• What the task requires: Your task is to copy each line of the material that holds the word "sleeve".

=== Section Start ===

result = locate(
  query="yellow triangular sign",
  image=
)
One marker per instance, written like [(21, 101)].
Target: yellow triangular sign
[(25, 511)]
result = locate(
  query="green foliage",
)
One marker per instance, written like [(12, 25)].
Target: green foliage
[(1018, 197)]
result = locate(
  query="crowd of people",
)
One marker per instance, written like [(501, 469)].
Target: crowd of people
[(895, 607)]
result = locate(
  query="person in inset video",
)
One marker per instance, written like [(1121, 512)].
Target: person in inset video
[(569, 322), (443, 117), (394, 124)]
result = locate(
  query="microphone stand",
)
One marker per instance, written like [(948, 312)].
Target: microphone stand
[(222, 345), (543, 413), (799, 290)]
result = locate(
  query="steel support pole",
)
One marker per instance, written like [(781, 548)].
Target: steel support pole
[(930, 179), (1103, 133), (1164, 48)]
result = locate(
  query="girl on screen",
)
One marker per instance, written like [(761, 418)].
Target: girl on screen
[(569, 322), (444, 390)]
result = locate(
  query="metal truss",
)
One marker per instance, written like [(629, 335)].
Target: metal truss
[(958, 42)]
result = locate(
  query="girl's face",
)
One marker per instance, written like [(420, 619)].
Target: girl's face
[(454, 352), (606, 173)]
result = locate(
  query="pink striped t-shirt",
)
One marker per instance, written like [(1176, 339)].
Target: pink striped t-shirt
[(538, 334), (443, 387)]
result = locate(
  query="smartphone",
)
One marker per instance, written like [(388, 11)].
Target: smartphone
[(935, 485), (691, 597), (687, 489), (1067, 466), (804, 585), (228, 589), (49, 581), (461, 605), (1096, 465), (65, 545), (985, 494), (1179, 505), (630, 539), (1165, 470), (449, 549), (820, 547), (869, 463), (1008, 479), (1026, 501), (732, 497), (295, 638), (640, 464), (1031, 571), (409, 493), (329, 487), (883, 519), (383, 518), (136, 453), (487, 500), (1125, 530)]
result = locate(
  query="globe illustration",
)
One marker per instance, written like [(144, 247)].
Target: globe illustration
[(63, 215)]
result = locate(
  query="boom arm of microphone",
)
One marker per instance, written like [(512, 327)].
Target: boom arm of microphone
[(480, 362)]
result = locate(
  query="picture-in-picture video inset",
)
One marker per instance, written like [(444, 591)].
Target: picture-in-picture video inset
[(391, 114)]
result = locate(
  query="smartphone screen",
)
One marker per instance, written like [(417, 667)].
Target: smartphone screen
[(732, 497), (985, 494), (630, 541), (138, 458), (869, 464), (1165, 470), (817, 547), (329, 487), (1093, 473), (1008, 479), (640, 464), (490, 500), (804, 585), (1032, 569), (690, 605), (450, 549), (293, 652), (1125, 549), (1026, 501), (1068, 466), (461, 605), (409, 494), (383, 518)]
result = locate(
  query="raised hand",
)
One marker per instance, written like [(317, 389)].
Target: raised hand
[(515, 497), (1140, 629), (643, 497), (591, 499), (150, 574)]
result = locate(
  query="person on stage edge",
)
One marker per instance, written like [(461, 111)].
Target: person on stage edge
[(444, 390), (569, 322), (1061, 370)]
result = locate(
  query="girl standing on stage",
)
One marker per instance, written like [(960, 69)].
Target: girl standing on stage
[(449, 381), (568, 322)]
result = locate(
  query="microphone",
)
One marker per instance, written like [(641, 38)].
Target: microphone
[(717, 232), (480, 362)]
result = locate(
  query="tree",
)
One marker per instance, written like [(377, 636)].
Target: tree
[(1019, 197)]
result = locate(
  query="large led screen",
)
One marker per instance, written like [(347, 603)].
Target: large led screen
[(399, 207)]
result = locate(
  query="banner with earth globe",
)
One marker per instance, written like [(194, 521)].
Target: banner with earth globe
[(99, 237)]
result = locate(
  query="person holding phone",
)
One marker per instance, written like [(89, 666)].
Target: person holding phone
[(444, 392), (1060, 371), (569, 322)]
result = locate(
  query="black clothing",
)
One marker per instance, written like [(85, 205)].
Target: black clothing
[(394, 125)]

=== Section End ===
=== Section Start ===

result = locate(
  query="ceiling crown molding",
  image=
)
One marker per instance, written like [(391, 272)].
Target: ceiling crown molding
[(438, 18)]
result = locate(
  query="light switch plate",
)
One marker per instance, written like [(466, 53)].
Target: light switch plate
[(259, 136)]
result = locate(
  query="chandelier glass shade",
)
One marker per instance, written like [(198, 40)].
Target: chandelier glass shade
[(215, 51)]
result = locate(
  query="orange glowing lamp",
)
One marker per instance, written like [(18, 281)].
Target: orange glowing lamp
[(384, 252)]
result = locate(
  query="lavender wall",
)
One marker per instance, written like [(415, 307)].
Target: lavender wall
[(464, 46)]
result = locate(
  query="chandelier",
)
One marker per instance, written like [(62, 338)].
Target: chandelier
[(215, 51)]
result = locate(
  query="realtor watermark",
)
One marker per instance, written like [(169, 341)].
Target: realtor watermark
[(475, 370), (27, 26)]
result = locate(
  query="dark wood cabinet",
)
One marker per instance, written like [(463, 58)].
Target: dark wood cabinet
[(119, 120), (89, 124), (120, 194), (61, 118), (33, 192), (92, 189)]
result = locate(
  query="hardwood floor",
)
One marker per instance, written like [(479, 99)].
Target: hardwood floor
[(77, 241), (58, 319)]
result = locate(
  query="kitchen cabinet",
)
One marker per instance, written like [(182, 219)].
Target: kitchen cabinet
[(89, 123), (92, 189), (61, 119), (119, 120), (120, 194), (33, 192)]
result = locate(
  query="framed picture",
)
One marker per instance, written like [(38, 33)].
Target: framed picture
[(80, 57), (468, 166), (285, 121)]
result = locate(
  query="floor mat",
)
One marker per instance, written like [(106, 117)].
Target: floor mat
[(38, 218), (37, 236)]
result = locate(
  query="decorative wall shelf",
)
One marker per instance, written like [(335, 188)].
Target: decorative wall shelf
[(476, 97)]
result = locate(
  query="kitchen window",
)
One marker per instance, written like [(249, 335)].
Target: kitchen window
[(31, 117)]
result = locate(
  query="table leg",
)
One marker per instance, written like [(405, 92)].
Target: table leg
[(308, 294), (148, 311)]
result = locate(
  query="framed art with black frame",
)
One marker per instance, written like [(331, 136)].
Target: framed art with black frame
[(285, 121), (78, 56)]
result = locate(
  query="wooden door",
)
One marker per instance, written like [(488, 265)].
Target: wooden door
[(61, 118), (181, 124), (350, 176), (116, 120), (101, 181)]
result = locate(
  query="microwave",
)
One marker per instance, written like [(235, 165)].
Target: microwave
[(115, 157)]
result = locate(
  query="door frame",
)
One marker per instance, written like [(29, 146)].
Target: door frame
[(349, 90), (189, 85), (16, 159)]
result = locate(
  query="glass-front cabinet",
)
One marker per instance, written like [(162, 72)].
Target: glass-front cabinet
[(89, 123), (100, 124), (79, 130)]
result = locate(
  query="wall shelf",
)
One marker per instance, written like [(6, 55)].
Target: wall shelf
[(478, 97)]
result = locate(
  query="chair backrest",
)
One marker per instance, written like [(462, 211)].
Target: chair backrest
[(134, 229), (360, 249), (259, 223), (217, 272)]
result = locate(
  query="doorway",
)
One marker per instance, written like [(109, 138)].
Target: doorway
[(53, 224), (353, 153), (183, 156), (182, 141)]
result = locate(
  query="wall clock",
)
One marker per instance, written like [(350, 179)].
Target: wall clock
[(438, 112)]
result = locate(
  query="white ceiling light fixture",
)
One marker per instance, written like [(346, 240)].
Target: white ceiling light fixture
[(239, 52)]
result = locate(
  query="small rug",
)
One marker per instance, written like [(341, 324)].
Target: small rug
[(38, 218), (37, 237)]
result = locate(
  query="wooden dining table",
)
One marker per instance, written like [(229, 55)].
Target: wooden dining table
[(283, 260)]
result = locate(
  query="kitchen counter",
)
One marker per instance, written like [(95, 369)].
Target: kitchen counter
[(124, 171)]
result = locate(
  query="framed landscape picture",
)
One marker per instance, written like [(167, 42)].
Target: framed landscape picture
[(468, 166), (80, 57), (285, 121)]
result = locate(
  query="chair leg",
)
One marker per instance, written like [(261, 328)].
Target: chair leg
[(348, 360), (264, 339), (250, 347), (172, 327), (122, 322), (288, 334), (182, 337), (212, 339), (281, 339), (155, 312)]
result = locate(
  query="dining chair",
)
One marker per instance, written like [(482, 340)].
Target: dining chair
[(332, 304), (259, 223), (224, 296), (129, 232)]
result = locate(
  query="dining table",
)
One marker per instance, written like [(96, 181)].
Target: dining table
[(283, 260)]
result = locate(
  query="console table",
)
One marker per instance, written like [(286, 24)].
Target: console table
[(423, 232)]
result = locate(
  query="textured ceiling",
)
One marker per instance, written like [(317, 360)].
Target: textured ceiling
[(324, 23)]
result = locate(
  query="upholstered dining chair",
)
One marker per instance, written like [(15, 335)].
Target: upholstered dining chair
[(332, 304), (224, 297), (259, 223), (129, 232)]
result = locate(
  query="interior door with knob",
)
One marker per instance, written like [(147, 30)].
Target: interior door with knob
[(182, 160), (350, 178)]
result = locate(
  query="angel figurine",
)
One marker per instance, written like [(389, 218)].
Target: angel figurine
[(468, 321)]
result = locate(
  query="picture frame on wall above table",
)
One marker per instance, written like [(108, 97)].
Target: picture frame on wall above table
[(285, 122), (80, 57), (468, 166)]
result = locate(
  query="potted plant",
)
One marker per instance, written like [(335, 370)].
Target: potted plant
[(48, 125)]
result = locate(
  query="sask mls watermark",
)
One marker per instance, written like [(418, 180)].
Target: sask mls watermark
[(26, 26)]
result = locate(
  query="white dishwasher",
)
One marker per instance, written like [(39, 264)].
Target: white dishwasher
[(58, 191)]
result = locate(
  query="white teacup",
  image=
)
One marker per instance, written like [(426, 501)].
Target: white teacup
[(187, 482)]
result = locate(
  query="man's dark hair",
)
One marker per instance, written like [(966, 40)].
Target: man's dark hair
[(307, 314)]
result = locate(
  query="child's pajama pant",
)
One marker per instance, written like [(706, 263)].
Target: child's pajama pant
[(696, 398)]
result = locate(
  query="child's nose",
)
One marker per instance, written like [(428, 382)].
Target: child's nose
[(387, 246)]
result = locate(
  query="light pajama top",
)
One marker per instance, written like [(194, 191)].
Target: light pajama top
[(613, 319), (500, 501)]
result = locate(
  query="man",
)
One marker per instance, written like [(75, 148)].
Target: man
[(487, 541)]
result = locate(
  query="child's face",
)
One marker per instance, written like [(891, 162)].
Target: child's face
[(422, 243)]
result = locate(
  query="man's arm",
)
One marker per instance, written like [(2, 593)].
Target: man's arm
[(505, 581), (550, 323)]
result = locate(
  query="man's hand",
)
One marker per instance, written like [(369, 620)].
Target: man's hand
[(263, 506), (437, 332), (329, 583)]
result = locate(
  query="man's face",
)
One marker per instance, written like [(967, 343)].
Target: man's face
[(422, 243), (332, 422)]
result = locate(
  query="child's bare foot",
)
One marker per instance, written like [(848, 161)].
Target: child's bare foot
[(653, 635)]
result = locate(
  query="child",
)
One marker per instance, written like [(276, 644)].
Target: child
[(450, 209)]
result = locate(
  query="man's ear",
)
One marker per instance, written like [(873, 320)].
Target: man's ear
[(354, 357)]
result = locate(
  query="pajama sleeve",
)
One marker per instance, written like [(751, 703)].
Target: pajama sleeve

=== Section End ===

• Response:
  query="pajama sleeve",
Target: pajama sleeve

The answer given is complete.